** Records for processing follows **

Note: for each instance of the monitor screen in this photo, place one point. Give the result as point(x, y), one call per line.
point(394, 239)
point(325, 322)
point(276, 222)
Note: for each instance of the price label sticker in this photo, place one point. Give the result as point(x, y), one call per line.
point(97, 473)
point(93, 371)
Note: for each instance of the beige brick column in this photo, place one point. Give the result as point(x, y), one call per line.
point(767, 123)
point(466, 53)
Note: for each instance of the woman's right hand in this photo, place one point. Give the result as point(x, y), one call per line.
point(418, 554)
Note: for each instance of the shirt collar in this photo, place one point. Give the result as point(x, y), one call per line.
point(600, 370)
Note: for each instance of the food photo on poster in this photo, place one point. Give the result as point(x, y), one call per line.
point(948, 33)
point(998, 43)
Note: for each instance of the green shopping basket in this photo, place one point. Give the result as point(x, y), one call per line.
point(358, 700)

** End of Records for processing **

* What is needed *
Write the records out once more. Each line must match.

* Answer to this problem *
Note: for each instance of the monitor screen in this photo, place one point. Give the result as point(x, y), one call per line.
point(394, 239)
point(325, 322)
point(276, 222)
Note: for each instance of the price label sticker in this photo, place one point. Give the result as point(x, y), one call per line.
point(97, 473)
point(93, 371)
Note: for each instance of the beige brick column in this photo, place one point. Give the result as point(x, y), one call per line.
point(767, 123)
point(466, 53)
Note: for each instance of the woman's right hand in this photo, place one point. Give the result as point(x, y), one call per line.
point(418, 554)
Note: for each instance of the shirt collar in this photo, place one point. Give the result as point(x, y), one call per line.
point(600, 370)
Note: for each instance of the food photo on poster in this photo, place one point. Give the result as point(x, y), one call per line.
point(948, 33)
point(998, 43)
Note: for each instance of the green shopping basket in this photo, place one point. Give the result as point(x, y), one call per line.
point(358, 700)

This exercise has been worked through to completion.